▶ 읽기 자료
# 책과 코드 읽기: 파이썬 머신러닝 완벽가이드 
 - Ch.6 사이킷런으로 수행하는 타이타닉 생존자 예측(p131~ 146)
 - 타이타닉 탑승자 데이터를 기반으로 생존자 예측하기
 - 목표: 예측 정확도 82%

In [None]:
import pandas as pd
import numpy as np
import seaborn as sns
import matplotlib.pyplot as plt
%matplotlib inline

from sklearn.preprocessing import LabelEncoder
from sklearn.preprocessing import OneHotEncoder

pd.set_option('display.max_rows', 500) # row 한번에 여러개 보기
pd.set_option('display.max_columns', 100) # 컬럼 한번에 여러개 보기

In [None]:
sns.set(font_scale = 1.5)
sns.set_style('whitegrid')

## LOAD DATA SET (step.01)

In [None]:
train = pd.read_csv("C:/Users/User/Downloads/data/titanic/train.csv")
print(train.shape)
train.head()

In [None]:
test = pd.read_csv("C:/Users/User/Downloads/data/titanic/test.csv")
print(test.shape)
test.head()

## DATA INFO FIND NULL DATA (step.02)

In [None]:
# DATA INFO
train.info()
# 'Survived' 컬럼을 통해 탑승자의 생사여부를 알 수 있다.

In [None]:
test.info()

▶ 과제 내용
타이타닉 생존자 예측 글에서 "train.head()"부터 "train.info()"까지 전부 다시 쓰되, "DATA INFO"를 "데이터 정보"로 바꿔 쓰세요.

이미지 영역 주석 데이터
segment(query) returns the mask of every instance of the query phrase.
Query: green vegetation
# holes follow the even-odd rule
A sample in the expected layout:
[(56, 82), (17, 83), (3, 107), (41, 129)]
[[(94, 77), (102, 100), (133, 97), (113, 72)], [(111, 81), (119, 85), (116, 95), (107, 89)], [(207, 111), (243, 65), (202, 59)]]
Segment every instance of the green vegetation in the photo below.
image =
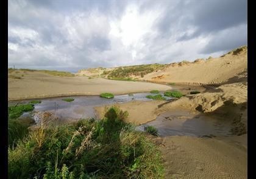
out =
[(145, 132), (146, 132), (147, 133), (153, 135), (155, 135), (155, 136), (158, 136), (158, 130), (157, 129), (157, 128), (155, 128), (154, 126), (145, 126), (144, 127), (144, 130), (145, 130)]
[(198, 93), (200, 93), (200, 92), (190, 92), (190, 94), (191, 95), (198, 94)]
[(163, 93), (163, 95), (165, 96), (172, 96), (175, 98), (180, 98), (181, 96), (184, 96), (184, 95), (181, 92), (177, 91), (166, 92)]
[(152, 99), (154, 100), (166, 100), (166, 98), (160, 94), (157, 95), (155, 96), (147, 95), (146, 96), (146, 98), (149, 98), (149, 99)]
[(10, 118), (17, 118), (24, 112), (33, 110), (34, 109), (32, 104), (19, 104), (8, 107), (8, 117)]
[(105, 70), (103, 72), (102, 75), (107, 75), (108, 78), (127, 78), (127, 76), (132, 75), (143, 78), (144, 75), (158, 70), (161, 70), (165, 67), (165, 64), (159, 64), (119, 67), (111, 71)]
[(116, 77), (108, 77), (108, 79), (119, 80), (119, 81), (136, 81), (136, 79), (132, 78), (116, 78)]
[(33, 101), (31, 101), (29, 103), (35, 104), (40, 104), (41, 103), (41, 101), (40, 100), (33, 100)]
[(102, 98), (114, 98), (114, 95), (110, 93), (103, 93), (100, 94), (99, 96)]
[(44, 72), (46, 73), (48, 73), (49, 75), (52, 75), (54, 76), (74, 76), (75, 75), (73, 73), (71, 73), (70, 72), (59, 72), (56, 70), (38, 70), (40, 72)]
[(155, 94), (158, 94), (159, 93), (159, 91), (158, 90), (152, 90), (150, 92), (151, 93), (155, 93)]
[(20, 76), (15, 76), (13, 75), (9, 75), (8, 77), (12, 79), (22, 79), (21, 77)]
[(9, 147), (9, 178), (163, 178), (160, 151), (127, 117), (111, 107), (102, 120), (41, 124)]
[(8, 146), (16, 146), (19, 140), (29, 133), (27, 124), (19, 120), (8, 120)]
[(65, 101), (66, 102), (71, 102), (73, 101), (74, 100), (73, 98), (65, 98), (65, 99), (62, 99), (62, 101)]

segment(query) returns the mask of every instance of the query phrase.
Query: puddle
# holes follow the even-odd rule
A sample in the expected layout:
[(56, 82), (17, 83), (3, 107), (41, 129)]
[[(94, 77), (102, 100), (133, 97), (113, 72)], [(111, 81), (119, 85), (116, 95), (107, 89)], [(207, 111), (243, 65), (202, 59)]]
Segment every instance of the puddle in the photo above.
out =
[[(160, 93), (163, 95), (163, 93)], [(49, 112), (53, 113), (55, 117), (62, 118), (62, 120), (79, 120), (93, 118), (95, 117), (94, 107), (114, 104), (117, 103), (126, 103), (132, 100), (152, 101), (152, 100), (146, 98), (146, 96), (148, 95), (152, 94), (151, 93), (133, 93), (133, 95), (116, 95), (114, 98), (111, 99), (101, 98), (99, 96), (68, 96), (68, 98), (74, 99), (72, 102), (62, 100), (67, 97), (40, 99), (41, 103), (35, 105), (33, 112)], [(171, 100), (172, 98), (166, 97), (166, 99)], [(18, 102), (20, 104), (28, 103), (30, 101), (11, 101), (9, 104), (14, 104)], [(21, 117), (31, 116), (32, 113), (24, 113)], [(35, 117), (34, 117), (34, 118), (35, 120)]]
[(166, 112), (162, 113), (151, 122), (137, 127), (144, 131), (144, 127), (153, 126), (158, 130), (160, 136), (189, 135), (213, 137), (232, 135), (229, 132), (232, 127), (232, 121), (213, 117), (200, 113), (188, 112)]
[[(21, 117), (32, 116), (36, 123), (38, 117), (35, 112), (48, 112), (54, 114), (60, 122), (78, 120), (81, 118), (95, 117), (93, 109), (95, 106), (114, 104), (116, 103), (126, 103), (132, 100), (152, 101), (146, 98), (150, 93), (134, 93), (133, 95), (116, 95), (114, 98), (106, 99), (99, 96), (69, 96), (74, 99), (72, 102), (62, 100), (66, 97), (41, 99), (40, 104), (35, 105), (32, 112), (26, 112)], [(168, 98), (171, 100), (171, 98)], [(19, 101), (27, 103), (31, 100)], [(9, 105), (18, 101), (10, 102)], [(158, 130), (162, 137), (171, 135), (190, 135), (195, 137), (208, 137), (218, 135), (231, 135), (230, 130), (232, 127), (232, 121), (209, 117), (201, 113), (191, 113), (186, 111), (176, 111), (162, 113), (156, 120), (137, 127), (137, 130), (144, 130), (144, 127), (153, 126)]]

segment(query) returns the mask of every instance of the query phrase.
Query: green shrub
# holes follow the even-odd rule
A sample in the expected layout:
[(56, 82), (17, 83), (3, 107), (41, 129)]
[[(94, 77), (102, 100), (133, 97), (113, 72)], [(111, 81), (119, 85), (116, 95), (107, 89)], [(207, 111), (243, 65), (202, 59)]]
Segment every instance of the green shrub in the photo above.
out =
[(158, 90), (152, 90), (150, 92), (151, 93), (155, 93), (155, 94), (158, 94), (159, 93), (159, 91)]
[(166, 92), (163, 93), (163, 95), (165, 96), (172, 96), (172, 97), (175, 97), (175, 98), (180, 98), (181, 96), (184, 96), (183, 94), (182, 94), (181, 92), (177, 92), (177, 91), (173, 91), (173, 92)]
[(102, 98), (114, 98), (114, 95), (110, 93), (103, 93), (99, 95), (99, 96)]
[(9, 178), (163, 178), (160, 152), (110, 107), (102, 120), (41, 126), (8, 150)]
[(73, 101), (74, 100), (73, 98), (65, 98), (65, 99), (62, 99), (62, 101), (65, 101), (66, 102), (71, 102)]
[(15, 146), (20, 140), (27, 135), (29, 126), (18, 120), (8, 120), (8, 146)]
[(21, 77), (13, 75), (9, 75), (8, 77), (12, 79), (22, 79)]
[(147, 96), (146, 96), (146, 98), (149, 98), (149, 99), (154, 100), (166, 100), (166, 98), (165, 97), (163, 97), (160, 94), (157, 95), (155, 95), (155, 96), (147, 95)]
[(190, 94), (191, 95), (198, 94), (198, 93), (200, 93), (200, 92), (190, 92)]
[(10, 118), (16, 118), (24, 112), (33, 110), (34, 109), (32, 104), (11, 106), (8, 107), (8, 117)]
[(33, 101), (31, 101), (29, 103), (36, 104), (40, 104), (41, 103), (41, 101), (40, 100), (33, 100)]
[(144, 130), (145, 130), (145, 132), (146, 132), (147, 133), (153, 135), (155, 135), (155, 136), (159, 135), (158, 130), (157, 130), (157, 129), (152, 126), (144, 127)]

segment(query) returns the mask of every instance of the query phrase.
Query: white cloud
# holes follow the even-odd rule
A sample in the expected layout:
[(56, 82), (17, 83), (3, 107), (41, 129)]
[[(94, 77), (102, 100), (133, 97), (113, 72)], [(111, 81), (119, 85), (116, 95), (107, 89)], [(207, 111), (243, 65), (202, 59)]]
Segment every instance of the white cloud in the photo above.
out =
[[(77, 70), (170, 63), (217, 56), (247, 42), (244, 18), (228, 19), (247, 11), (237, 12), (241, 2), (112, 2), (105, 8), (97, 1), (58, 2), (9, 1), (10, 66)], [(204, 23), (215, 16), (213, 29)]]

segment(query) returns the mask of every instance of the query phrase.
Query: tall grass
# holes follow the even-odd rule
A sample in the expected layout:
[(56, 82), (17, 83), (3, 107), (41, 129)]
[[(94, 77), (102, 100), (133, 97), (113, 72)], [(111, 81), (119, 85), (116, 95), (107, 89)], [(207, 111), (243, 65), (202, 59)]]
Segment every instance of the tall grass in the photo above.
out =
[(41, 123), (9, 147), (9, 178), (163, 178), (159, 150), (127, 116), (113, 107), (100, 121)]
[(19, 104), (8, 107), (8, 117), (10, 118), (17, 118), (24, 112), (33, 110), (33, 104)]

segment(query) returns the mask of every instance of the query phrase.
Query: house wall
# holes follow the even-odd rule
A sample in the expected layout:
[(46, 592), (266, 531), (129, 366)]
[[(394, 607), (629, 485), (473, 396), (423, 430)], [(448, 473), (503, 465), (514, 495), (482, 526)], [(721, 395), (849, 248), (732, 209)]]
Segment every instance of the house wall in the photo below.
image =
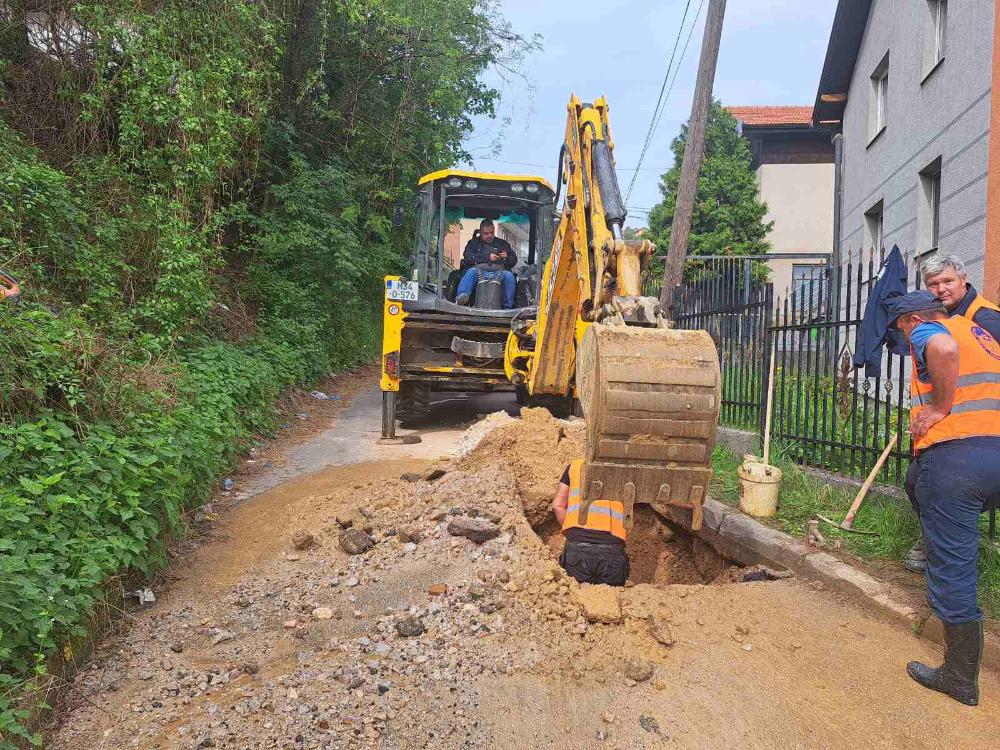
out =
[[(833, 164), (765, 162), (757, 168), (760, 199), (767, 204), (765, 221), (772, 253), (829, 253), (833, 244)], [(812, 260), (772, 260), (774, 293), (784, 297), (792, 266)]]
[[(948, 4), (944, 61), (926, 76), (925, 0), (875, 0), (844, 113), (841, 251), (869, 232), (865, 213), (883, 201), (883, 245), (911, 257), (927, 250), (920, 172), (941, 159), (940, 251), (983, 278), (994, 0)], [(887, 127), (870, 138), (871, 74), (889, 53)], [(923, 80), (922, 80), (923, 79)], [(871, 141), (871, 142), (870, 142)]]

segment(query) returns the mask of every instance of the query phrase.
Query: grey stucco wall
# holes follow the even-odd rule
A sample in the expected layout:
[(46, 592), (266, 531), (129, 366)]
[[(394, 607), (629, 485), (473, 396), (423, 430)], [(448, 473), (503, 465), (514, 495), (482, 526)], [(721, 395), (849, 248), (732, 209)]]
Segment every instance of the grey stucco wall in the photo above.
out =
[[(924, 78), (926, 0), (875, 0), (844, 114), (841, 252), (865, 244), (865, 212), (884, 202), (884, 246), (912, 257), (921, 241), (920, 171), (941, 158), (940, 251), (981, 286), (994, 0), (948, 8), (944, 61)], [(870, 141), (871, 75), (889, 53), (888, 125)]]

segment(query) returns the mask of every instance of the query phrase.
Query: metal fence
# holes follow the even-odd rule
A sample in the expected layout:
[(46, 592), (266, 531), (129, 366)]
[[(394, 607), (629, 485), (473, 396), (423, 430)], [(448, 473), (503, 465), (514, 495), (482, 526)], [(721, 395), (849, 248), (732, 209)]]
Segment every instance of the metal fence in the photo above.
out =
[[(808, 272), (801, 266), (781, 291), (767, 280), (768, 263), (789, 260), (787, 255), (690, 260), (674, 297), (676, 324), (704, 329), (716, 343), (723, 378), (721, 424), (763, 434), (773, 347), (772, 440), (798, 463), (860, 478), (895, 435), (879, 480), (901, 486), (912, 455), (909, 358), (883, 348), (873, 377), (854, 366), (862, 318), (885, 252), (848, 253), (839, 266), (825, 262), (829, 256), (809, 257), (820, 263)], [(909, 287), (919, 289), (919, 263), (906, 254), (903, 258)], [(658, 294), (656, 265), (662, 268), (653, 264), (646, 294)], [(990, 536), (995, 534), (991, 514)]]
[(723, 424), (757, 430), (763, 420), (767, 327), (773, 308), (765, 269), (742, 258), (704, 258), (689, 264), (691, 281), (674, 297), (678, 328), (708, 331), (719, 350)]
[[(901, 485), (911, 455), (907, 358), (883, 351), (875, 377), (854, 367), (881, 263), (873, 252), (848, 254), (778, 301), (773, 435), (796, 461), (851, 476), (867, 474), (895, 435), (881, 479)], [(912, 276), (919, 284), (919, 271)]]

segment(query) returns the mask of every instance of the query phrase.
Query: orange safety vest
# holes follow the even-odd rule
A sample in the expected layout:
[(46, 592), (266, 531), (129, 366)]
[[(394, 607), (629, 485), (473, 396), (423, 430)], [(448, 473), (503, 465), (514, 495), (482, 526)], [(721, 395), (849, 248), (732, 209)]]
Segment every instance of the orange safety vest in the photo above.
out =
[(606, 531), (621, 539), (628, 538), (625, 531), (625, 506), (618, 500), (595, 500), (587, 511), (587, 522), (580, 523), (580, 487), (583, 473), (583, 459), (578, 458), (569, 465), (569, 506), (563, 519), (562, 531), (569, 529), (591, 529)]
[(965, 311), (965, 314), (962, 317), (972, 320), (974, 317), (976, 317), (976, 313), (982, 310), (984, 307), (987, 310), (996, 310), (997, 312), (1000, 312), (1000, 307), (997, 307), (988, 299), (986, 299), (983, 295), (977, 292), (975, 298), (972, 300), (972, 302), (969, 303), (969, 309)]
[[(971, 312), (971, 308), (970, 308)], [(958, 344), (958, 383), (948, 415), (915, 441), (920, 452), (935, 443), (983, 435), (1000, 436), (1000, 343), (969, 318), (956, 315), (941, 323)], [(910, 422), (934, 401), (933, 383), (917, 378), (917, 361), (910, 347)]]

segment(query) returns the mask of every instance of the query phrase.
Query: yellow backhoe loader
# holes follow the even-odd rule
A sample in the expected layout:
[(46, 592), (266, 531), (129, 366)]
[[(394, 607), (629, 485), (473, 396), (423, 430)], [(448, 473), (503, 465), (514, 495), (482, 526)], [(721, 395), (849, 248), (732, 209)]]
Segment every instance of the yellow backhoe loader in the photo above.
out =
[[(658, 299), (642, 296), (655, 248), (622, 237), (607, 101), (573, 96), (567, 109), (555, 196), (538, 177), (442, 172), (421, 181), (413, 280), (386, 278), (383, 437), (395, 435), (397, 409), (402, 418), (415, 401), (424, 410), (433, 389), (513, 388), (519, 402), (556, 411), (576, 403), (587, 418), (581, 516), (594, 500), (616, 498), (629, 525), (634, 504), (648, 503), (691, 509), (697, 529), (719, 416), (718, 355), (706, 332), (670, 328)], [(530, 231), (514, 308), (454, 304), (445, 272), (463, 221), (497, 216), (503, 226), (516, 215)]]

▶ 과제 결과
train.head()

In [None]:
test = pd.read_csv("C:/Users/User/Downloads/data/titanic/test.csv")
print(test.shape)
test.head()

## 데이터 정보 FIND NULL DATA (step.02)

In [None]:
# 데이터 정보
train.info()